| Text |
After that, when an ambulance didn’t arrive quickly, the Tolberts rushed her to the hospital themselves.

“It’s extremely dangerous to put a seizing child into a car seat and race to the hospital,” the mother said.

For months, Dunwoody leaders have been raising concerns about delayed response times by the county’s ambulance provider, AMR.

At a meeting a few weeks ago, AMR officials blamed the delay on Dunwoody’s geography, hospital delays and traffic.

“We remain committed to working with DeKalb County,” said AMR’s Terence Ramotar.

Ramotar told a subcommittee of the Georgia EMS Council that response times across DeKalb County were very good.

But records obtained by our investigative partners at the Atlanta Journal-Constitution show otherwise.

DeKalb officials have said response times shouldn’t be any longer than 9 minutes. Among the key findings:

•    105,000 — the number of calls received by public safety dispatchers in DeKalb County last year.
•    52,000 — the number of calls that were for emergencies.
•    Nearly 15 minutes — Dunwoody reported ambulance response times for 90% of calls in 2017.
•    10 minutes, 52 seconds — The city's 90% average for a total of 4,264 incidents in a recent, 12-month period.
•    13 minutes, 22 seconds — Stonecrest's 90% average response time for a total of 7,443 incidents.
•    12 minutes, 18 seconds — Doraville's 90% average response time for 1,505 incidents.
•    11 minutes, 17 seconds — Chamblee's 90% average response time for 2,975 incidents.
•    16 minutes, 2 seconds — Decatur's 90% average response time for 227 incidents.

“It confirmed that the problem we’re experiencing in Dunwoody is duplicated across the county,” said Councilman Terry Nall. “These are excuses, is what they are.”

Nall will be among city and county leaders meeting Thursday with a DeKalb County consultant hired to assist in rebidding the ambulance contract at the end of this coming year.

Nall doesn’t believe AMR should be in the running.

“It’s heartbreaking to see that the government that exists, first and foremost, to provide public safety is failing the residents,” he said.

Dunwoody leaders are also calling for the state to create a separate ambulance zone for its city, or at the very least for North DeKalb County.

“DeKalb has had the same shape, the same geography for well over 100 years,” he said.

“It existed prior to the contract that AMR took on, it exists today and will exist, quite frankly, years from now.”

AMR officials did not respond to Petchenik’s follow-up email seeking comment on what the records show.

Tolbert told Petchenik she wants something to change.

“It is the most helpless feeling in the world to watch your child suffering and for you to feel like you’re doing the right thing by calling 911 and pleading for help and nobody to show up,” she said. “It’s terrifying and it’s infuriating and it’s our hope that people would pay attention and that changes would be made.”

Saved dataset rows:
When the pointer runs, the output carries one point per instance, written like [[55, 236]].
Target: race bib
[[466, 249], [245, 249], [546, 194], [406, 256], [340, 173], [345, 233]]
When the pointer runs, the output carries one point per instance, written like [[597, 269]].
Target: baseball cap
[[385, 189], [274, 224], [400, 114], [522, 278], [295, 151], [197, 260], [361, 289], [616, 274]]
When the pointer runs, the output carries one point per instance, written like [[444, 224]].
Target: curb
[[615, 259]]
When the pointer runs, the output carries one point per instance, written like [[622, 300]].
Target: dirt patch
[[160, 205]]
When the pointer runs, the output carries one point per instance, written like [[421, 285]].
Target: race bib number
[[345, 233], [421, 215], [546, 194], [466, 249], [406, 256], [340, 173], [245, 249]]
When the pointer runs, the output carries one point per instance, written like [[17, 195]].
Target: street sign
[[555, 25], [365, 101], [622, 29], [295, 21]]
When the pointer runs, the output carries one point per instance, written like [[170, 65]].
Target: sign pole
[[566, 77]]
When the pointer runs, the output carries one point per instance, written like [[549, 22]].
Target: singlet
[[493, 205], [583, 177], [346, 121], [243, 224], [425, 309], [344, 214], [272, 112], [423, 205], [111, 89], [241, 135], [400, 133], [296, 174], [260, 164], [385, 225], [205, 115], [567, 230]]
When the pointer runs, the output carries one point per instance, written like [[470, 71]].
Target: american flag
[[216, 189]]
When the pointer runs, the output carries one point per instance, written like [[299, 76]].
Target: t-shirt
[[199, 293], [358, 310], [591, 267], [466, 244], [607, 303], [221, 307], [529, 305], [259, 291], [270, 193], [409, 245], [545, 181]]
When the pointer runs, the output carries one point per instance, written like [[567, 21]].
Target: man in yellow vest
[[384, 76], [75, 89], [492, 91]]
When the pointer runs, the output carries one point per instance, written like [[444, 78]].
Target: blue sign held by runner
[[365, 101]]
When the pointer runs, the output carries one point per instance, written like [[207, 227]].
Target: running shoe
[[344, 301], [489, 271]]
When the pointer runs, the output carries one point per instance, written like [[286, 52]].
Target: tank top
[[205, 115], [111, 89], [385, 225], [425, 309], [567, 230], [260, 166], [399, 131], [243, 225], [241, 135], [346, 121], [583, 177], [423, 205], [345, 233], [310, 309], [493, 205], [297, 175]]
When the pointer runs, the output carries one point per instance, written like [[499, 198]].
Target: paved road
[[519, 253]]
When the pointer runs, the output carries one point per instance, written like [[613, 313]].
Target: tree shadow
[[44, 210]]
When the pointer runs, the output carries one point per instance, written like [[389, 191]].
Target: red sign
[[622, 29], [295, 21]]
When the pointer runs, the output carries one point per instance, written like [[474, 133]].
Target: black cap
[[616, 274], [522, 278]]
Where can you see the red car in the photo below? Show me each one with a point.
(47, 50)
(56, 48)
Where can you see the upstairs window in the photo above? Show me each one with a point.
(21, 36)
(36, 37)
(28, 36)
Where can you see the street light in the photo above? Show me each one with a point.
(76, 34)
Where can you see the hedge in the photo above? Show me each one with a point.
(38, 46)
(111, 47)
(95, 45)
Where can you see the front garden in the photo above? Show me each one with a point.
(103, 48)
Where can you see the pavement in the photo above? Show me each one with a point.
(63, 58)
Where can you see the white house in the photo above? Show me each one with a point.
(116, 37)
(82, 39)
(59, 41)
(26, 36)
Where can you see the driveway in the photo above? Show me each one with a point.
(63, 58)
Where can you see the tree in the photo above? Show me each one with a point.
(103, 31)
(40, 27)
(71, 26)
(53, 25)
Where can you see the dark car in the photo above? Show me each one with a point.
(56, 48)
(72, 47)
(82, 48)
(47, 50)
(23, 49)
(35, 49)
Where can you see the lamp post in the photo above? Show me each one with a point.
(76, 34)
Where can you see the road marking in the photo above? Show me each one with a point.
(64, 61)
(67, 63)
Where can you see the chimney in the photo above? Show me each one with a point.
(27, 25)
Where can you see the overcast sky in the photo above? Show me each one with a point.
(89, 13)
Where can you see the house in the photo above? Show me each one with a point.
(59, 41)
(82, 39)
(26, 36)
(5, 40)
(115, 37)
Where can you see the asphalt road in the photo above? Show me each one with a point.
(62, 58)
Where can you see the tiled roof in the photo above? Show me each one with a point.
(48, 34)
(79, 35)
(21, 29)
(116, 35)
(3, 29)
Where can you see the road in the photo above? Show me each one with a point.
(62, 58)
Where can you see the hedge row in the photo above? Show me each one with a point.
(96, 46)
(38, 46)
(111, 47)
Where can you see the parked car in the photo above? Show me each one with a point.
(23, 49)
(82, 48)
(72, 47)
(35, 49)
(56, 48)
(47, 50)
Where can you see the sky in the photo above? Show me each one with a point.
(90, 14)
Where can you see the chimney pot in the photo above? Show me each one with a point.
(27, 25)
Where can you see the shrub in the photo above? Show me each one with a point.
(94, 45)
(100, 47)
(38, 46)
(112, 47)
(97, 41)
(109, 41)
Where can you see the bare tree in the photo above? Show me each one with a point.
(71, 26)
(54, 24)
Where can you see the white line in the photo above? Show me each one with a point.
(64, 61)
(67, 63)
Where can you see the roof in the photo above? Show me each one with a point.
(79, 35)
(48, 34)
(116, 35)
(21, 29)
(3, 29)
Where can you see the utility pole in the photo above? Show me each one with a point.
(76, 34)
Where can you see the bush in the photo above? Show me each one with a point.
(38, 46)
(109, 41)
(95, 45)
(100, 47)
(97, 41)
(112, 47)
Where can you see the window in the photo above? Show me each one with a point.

| Problem to solve |
Do statements (a), (b), and (c) agree with the ambulance article? For each, answer yes or no and quote the words of the article that decide it. (a) AMR officials blamed the delay partly on traffic. (b) DeKalb officials have said response times should be no longer than 12 minutes. (c) AMR officials replied to Petchenik's follow-up email. Rely only on the ambulance article for your answers.

| The completed task |
(a) Yes: "AMR officials blamed the delay on Dunwoody’s geography, hospital delays and traffic."
(b) No: "DeKalb officials have said response times shouldn’t be any longer than 9 minutes."
(c) No: "AMR officials did not respond to Petchenik’s follow-up email seeking comment on what the records show."